_Image point grounding data:_
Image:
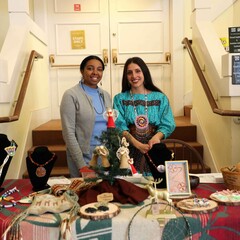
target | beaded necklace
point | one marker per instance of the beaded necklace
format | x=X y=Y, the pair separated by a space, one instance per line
x=141 y=121
x=41 y=170
x=10 y=153
x=100 y=100
x=6 y=197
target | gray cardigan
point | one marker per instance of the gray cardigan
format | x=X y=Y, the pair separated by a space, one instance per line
x=77 y=117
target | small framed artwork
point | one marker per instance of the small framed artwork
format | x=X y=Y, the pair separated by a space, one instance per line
x=177 y=176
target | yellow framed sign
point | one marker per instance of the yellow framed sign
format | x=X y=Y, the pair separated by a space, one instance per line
x=78 y=39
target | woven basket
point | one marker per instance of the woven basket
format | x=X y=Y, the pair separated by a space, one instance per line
x=231 y=179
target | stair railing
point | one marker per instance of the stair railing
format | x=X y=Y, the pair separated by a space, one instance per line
x=211 y=100
x=19 y=103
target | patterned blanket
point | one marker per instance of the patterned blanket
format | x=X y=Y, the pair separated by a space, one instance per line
x=130 y=223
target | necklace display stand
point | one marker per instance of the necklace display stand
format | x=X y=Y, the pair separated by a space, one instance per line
x=7 y=151
x=39 y=165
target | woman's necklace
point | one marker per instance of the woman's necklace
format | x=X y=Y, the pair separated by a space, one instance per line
x=141 y=121
x=10 y=153
x=100 y=100
x=41 y=170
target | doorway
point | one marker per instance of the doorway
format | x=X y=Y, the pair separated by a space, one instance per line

_WHAT TO PRODUCE:_ Whenever the string "framed" turns up in a line of the data, copy that line.

_SOLUTION TO THE PROBLEM:_
target | small framed artwork
point | one marker per instance of the small framed artwork
target | yellow framed sign
point | one marker per instance of the yellow framed sign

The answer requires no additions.